--- Supplied data ---

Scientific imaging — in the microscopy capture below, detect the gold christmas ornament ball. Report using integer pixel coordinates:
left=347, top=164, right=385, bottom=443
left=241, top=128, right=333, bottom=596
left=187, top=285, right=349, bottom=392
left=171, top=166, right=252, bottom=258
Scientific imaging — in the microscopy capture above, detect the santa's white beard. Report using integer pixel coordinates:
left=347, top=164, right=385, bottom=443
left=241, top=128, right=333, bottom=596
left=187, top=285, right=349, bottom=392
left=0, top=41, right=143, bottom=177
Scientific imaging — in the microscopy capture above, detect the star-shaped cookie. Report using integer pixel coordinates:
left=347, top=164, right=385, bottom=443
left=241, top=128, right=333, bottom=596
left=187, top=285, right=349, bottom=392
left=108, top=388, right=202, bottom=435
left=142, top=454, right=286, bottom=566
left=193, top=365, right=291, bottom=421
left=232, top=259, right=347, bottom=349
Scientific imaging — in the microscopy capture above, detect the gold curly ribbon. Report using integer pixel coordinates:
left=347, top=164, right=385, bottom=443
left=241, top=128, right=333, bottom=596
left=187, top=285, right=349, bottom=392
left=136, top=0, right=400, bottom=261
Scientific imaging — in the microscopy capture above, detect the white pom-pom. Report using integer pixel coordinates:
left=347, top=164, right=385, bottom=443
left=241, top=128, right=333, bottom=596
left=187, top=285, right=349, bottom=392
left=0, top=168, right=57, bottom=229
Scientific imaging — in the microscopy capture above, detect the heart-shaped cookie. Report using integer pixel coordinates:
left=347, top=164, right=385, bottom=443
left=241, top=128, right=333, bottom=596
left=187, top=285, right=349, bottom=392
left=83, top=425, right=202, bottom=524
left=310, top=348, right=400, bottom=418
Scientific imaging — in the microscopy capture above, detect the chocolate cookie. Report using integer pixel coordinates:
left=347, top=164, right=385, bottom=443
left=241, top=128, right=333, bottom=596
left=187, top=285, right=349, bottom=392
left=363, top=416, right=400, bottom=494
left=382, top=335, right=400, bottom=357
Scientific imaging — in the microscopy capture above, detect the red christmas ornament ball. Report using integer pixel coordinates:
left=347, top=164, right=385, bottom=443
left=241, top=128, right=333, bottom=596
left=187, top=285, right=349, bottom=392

---

_Goal_
Revise all of the items above, replacing "integer pixel coordinates" with "whole-number pixel coordinates" wherever it occurs and leaving everything else unchanged.

_Complete response_
Scientific imaging — in the microscopy capture below, detect the gold christmas ornament ball. Report using whole-number pixel coordinates:
left=347, top=164, right=385, bottom=443
left=241, top=128, right=333, bottom=596
left=187, top=285, right=349, bottom=392
left=171, top=166, right=252, bottom=258
Scientific imaging — in the microscopy capture above, detect the santa's white beard. Report using whole-number pixel coordinates:
left=347, top=164, right=385, bottom=443
left=241, top=128, right=333, bottom=596
left=187, top=285, right=349, bottom=392
left=0, top=41, right=143, bottom=177
Scientific imaging — in the microscopy capture above, detect the star-shaped cookie. Report using whole-number pixel coordinates:
left=347, top=164, right=385, bottom=443
left=241, top=128, right=333, bottom=596
left=187, top=285, right=349, bottom=392
left=108, top=388, right=202, bottom=435
left=142, top=454, right=286, bottom=566
left=193, top=365, right=291, bottom=421
left=232, top=259, right=347, bottom=349
Scientific imaging — in the microscopy capture above, detect the gold curly ribbon. Report using whole-number pixel coordinates:
left=347, top=164, right=385, bottom=443
left=241, top=128, right=333, bottom=596
left=187, top=285, right=349, bottom=392
left=136, top=0, right=400, bottom=261
Scientific imaging — in the microscopy capture above, detect the white pom-pom. Report using whole-number pixel coordinates:
left=347, top=164, right=385, bottom=443
left=241, top=128, right=333, bottom=596
left=187, top=285, right=349, bottom=392
left=0, top=168, right=57, bottom=229
Scientific imaging — in the microscopy capture above, detect the heart-shaped cookie. Report using whole-number pixel coordinates:
left=347, top=164, right=385, bottom=443
left=241, top=128, right=333, bottom=596
left=187, top=285, right=349, bottom=392
left=83, top=425, right=202, bottom=524
left=310, top=348, right=400, bottom=418
Scientific imaging — in the microscopy capture above, detect the chocolate cookie. Report using whole-number pixel coordinates:
left=347, top=164, right=385, bottom=443
left=241, top=128, right=333, bottom=596
left=187, top=285, right=349, bottom=392
left=363, top=416, right=400, bottom=494
left=382, top=335, right=400, bottom=357
Scientific imaging — in the microscopy capture above, detect the red christmas ornament ball. Report using whole-number pixel coordinates:
left=347, top=164, right=385, bottom=443
left=241, top=128, right=333, bottom=596
left=187, top=285, right=349, bottom=392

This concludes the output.